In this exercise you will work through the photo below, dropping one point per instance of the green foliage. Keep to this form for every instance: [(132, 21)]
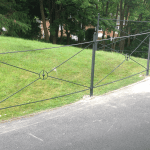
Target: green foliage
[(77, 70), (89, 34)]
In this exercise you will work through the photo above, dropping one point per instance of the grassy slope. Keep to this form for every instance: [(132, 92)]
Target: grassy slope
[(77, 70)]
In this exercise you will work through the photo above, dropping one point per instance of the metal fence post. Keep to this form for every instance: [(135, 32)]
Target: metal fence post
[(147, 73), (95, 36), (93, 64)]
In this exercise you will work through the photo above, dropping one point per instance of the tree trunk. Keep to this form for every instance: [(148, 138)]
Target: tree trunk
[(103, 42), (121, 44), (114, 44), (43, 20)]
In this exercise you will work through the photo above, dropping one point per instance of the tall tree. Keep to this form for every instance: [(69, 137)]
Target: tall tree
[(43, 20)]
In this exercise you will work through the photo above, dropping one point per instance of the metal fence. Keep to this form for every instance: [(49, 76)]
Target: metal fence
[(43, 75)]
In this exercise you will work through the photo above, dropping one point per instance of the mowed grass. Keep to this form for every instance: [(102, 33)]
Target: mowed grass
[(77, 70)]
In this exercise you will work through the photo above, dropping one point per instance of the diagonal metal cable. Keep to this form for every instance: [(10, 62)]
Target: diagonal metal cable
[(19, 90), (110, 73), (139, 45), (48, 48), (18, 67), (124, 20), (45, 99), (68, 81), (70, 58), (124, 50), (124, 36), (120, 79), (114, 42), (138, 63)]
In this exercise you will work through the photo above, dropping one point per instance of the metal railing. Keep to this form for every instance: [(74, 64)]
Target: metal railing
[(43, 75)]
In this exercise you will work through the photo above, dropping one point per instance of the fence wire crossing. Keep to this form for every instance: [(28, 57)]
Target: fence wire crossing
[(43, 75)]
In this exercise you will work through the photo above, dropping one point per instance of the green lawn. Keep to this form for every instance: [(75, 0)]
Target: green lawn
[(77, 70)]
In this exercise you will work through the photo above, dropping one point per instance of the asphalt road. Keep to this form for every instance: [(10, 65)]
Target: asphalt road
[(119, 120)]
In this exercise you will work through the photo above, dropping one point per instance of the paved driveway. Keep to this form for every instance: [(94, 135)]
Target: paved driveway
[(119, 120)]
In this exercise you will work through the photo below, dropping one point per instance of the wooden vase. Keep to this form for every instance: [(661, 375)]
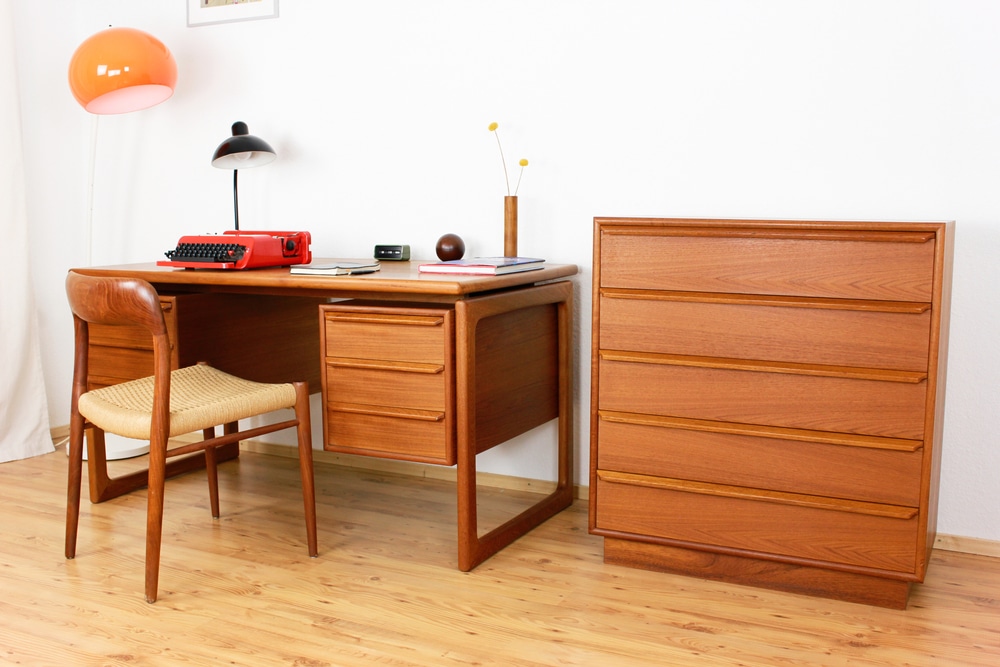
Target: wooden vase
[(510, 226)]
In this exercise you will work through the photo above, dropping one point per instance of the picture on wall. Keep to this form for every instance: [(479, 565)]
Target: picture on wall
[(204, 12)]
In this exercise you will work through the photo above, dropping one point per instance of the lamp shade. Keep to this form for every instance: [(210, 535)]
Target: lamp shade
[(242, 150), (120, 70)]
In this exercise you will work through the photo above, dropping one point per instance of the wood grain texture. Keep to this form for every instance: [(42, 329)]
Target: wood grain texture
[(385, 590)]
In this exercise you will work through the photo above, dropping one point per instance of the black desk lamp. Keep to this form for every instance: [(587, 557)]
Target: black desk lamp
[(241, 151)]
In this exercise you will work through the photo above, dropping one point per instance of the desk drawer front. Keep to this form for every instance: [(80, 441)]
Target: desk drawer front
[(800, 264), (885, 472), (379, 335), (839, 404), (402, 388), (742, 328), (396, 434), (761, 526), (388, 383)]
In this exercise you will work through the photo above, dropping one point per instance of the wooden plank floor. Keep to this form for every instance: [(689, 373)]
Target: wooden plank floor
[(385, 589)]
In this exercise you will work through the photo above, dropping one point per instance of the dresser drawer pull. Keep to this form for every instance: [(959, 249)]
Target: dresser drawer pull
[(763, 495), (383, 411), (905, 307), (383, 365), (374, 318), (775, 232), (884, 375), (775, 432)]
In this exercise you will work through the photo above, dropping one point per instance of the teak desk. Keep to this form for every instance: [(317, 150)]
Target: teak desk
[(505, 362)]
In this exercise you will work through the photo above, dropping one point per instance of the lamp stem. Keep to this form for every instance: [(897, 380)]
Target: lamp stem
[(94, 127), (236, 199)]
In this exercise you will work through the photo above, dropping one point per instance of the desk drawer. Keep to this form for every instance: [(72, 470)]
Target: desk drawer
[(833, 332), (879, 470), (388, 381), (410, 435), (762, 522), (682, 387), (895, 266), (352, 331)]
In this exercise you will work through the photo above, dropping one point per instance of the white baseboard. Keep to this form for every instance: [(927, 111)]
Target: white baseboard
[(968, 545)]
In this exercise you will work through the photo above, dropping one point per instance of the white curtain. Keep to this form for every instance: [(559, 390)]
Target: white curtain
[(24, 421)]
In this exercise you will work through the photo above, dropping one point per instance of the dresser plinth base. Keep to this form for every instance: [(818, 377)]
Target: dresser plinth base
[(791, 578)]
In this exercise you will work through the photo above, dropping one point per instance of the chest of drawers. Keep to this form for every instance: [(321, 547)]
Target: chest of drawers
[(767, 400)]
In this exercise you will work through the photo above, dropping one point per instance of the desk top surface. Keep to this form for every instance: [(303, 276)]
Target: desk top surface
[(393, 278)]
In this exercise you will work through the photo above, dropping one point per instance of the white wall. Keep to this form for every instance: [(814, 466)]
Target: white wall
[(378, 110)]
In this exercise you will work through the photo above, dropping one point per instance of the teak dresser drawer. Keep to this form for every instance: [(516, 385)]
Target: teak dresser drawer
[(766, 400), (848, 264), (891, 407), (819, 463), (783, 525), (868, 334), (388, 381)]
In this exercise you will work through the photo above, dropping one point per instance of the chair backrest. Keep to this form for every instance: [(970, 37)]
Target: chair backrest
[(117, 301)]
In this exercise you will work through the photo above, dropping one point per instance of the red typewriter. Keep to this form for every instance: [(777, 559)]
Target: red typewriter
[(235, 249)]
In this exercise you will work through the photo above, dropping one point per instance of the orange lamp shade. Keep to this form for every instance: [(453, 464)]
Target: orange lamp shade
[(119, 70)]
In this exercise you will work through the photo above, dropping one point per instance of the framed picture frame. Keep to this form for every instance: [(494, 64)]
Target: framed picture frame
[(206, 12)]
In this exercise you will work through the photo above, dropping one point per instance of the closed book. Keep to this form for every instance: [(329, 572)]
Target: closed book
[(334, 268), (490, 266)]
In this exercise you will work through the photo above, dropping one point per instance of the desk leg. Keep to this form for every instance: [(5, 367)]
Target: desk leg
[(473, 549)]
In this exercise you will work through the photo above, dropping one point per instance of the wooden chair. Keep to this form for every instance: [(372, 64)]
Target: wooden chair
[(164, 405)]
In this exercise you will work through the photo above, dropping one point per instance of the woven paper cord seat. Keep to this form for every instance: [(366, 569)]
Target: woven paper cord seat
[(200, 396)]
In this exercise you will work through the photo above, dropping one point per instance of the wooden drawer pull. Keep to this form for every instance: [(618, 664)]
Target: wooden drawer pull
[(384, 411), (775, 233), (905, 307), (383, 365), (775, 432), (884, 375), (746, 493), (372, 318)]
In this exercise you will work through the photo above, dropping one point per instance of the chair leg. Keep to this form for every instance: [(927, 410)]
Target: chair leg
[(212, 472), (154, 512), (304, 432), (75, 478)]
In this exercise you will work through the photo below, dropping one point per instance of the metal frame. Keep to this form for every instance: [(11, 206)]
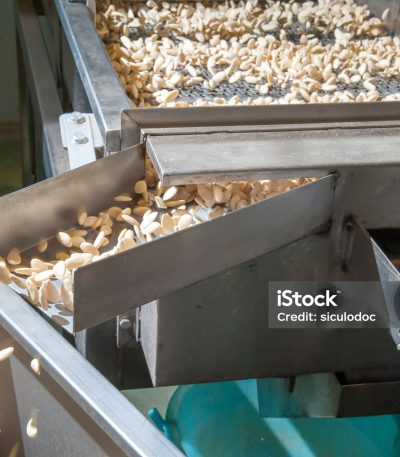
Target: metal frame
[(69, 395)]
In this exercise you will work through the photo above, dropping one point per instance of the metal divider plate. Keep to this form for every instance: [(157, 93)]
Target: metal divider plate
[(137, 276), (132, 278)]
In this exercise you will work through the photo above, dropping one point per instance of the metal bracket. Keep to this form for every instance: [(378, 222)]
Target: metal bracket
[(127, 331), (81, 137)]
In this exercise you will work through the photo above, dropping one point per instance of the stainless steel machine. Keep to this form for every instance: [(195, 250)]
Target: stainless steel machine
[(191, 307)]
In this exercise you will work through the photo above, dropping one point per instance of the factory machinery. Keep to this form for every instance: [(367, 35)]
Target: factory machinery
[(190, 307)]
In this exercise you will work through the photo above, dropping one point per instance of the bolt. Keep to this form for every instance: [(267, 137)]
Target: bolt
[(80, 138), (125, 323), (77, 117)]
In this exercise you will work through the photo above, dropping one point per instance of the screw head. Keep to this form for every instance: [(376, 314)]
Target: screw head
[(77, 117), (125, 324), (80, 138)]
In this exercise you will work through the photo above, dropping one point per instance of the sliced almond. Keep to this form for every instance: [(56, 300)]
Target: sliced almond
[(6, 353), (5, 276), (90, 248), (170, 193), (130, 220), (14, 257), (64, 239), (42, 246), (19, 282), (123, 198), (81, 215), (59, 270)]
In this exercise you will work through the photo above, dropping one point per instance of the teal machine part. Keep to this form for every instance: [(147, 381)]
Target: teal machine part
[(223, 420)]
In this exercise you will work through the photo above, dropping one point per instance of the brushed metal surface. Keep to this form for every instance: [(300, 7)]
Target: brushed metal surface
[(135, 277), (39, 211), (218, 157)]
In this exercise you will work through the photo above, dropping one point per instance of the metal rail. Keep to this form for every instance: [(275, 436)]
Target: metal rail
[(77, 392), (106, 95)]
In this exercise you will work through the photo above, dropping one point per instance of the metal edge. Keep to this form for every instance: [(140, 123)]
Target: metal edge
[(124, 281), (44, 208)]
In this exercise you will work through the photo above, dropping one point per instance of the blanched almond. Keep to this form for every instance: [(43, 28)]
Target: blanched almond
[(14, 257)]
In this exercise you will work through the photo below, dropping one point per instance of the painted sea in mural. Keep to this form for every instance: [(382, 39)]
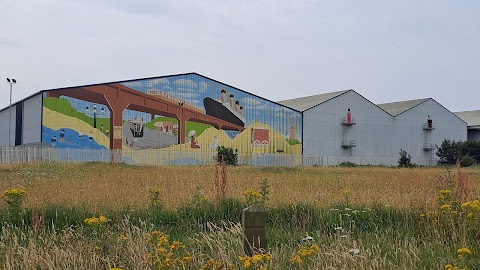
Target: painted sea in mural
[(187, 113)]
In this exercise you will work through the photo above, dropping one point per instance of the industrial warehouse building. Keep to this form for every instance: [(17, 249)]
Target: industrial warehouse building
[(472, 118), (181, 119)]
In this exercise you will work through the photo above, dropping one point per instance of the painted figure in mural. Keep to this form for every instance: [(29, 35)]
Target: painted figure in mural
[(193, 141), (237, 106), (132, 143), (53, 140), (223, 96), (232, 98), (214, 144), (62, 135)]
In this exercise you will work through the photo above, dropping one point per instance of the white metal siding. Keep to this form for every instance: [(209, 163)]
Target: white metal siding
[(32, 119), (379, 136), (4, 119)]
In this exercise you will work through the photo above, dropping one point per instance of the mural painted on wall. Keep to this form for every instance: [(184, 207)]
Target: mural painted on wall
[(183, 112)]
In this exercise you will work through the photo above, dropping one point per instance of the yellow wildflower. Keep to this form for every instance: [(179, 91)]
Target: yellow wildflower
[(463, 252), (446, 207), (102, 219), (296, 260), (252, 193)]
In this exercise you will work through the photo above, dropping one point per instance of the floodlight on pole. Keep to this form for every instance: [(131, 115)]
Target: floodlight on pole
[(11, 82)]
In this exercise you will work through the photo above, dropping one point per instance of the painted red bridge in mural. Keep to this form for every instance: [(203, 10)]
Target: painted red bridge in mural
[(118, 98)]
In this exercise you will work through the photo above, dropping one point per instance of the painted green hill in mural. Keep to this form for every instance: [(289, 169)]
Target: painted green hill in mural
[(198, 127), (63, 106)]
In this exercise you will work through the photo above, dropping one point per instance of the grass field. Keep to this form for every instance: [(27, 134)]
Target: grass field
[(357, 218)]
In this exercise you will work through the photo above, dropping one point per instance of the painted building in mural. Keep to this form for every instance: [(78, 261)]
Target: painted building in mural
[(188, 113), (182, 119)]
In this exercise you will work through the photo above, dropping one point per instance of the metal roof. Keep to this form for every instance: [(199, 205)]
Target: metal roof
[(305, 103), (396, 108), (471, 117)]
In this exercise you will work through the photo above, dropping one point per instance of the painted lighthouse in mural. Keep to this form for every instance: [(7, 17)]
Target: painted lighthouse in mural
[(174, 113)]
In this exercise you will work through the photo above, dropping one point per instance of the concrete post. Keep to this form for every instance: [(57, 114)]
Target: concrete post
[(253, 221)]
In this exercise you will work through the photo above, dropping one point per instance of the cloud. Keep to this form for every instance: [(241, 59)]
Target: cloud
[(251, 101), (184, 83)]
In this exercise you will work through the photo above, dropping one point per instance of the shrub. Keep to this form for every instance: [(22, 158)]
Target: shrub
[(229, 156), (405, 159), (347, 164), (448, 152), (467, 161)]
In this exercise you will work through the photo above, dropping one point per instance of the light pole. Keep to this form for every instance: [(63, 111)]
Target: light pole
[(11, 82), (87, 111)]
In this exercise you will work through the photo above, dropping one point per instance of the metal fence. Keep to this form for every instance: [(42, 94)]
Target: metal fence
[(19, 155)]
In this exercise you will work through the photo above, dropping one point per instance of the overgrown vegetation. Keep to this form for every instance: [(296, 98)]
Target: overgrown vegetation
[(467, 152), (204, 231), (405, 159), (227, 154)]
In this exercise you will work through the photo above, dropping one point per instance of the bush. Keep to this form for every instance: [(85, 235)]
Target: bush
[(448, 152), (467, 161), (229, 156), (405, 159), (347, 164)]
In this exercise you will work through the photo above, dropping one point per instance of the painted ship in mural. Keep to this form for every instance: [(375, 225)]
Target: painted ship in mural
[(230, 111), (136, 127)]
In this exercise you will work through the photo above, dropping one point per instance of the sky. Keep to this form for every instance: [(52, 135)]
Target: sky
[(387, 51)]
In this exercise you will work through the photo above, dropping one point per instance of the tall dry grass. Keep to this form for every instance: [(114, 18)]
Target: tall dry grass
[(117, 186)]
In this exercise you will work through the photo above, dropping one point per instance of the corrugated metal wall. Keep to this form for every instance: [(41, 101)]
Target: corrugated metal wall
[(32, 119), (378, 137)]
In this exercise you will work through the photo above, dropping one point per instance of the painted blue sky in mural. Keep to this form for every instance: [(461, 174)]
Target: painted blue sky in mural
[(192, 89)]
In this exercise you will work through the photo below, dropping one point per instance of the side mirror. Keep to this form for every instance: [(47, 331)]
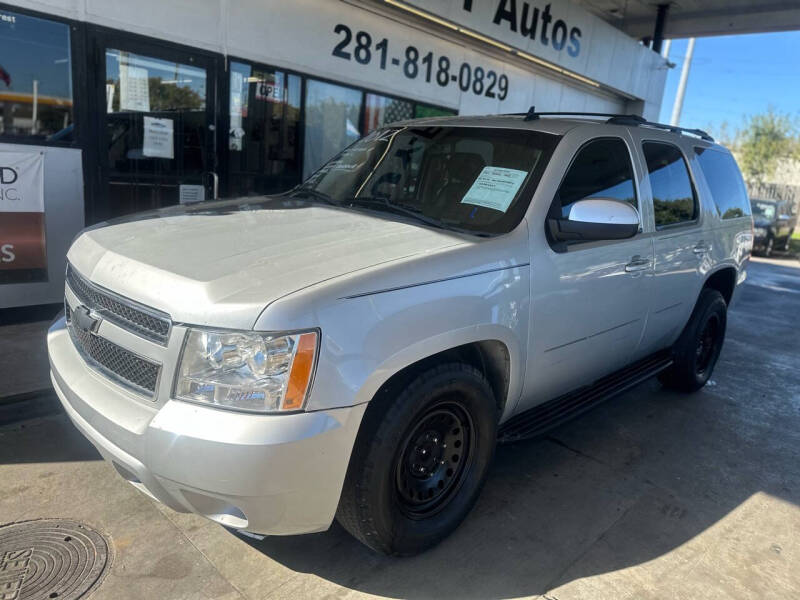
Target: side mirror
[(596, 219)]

===

• GOAL:
Swap "metal" for "steel" in everything from the start of the items down to the line that contains "42), (138, 63)]", changing nothing else. Leave the pictures out of your answer.

• EXERCISE RESPONSE:
In this exercise you will work through the photo below, dropping one point per instance of the green foliage. Keep to this form for every instance: [(132, 21)]
Target: green foliage
[(77, 70), (89, 34)]
In this exercise you will work through the photo above, dropping one point per instance of the grassy slope. Keep to this form for every instance: [(132, 92)]
Target: grassy slope
[(77, 70)]
In this exercise you will work through the photo above, dropping one point per instance of the steel fence post. Keep to this form for every instance: [(135, 32)]
Target: steel fence post
[(147, 73), (95, 36), (93, 64)]
In this exercise you will work through the photo above, dropping one point per instance of the tree trunk. Keep to this form for every instance: [(148, 138)]
Target: tree trunk
[(103, 42), (121, 44), (114, 44), (43, 20)]
In this exercise you will work through the photo above, dropping one point per instance of the tall tree. Keep to this form for every instance: [(69, 137)]
Target: tall tree
[(43, 20)]
In this exercise you will work through the photo above, dropping one point per instance of the steel fence. Keep to this form for every instance: [(49, 76)]
Target: steel fence
[(43, 75)]
In this exercise you will work through the photo above, dropping one point per instance of the mowed grass. Keep to this form for every instance: [(102, 33)]
Target: mowed grass
[(77, 70)]
In this exercise you will work through the photo above, dropping one point per instance of the diagonal steel cable. Keep to this form for every instance: [(10, 62)]
Target: diagonal steel cable
[(19, 90), (110, 73), (139, 45), (48, 48), (18, 67), (124, 20), (45, 99), (68, 81), (70, 58), (124, 50), (124, 36), (120, 79), (114, 42), (138, 63)]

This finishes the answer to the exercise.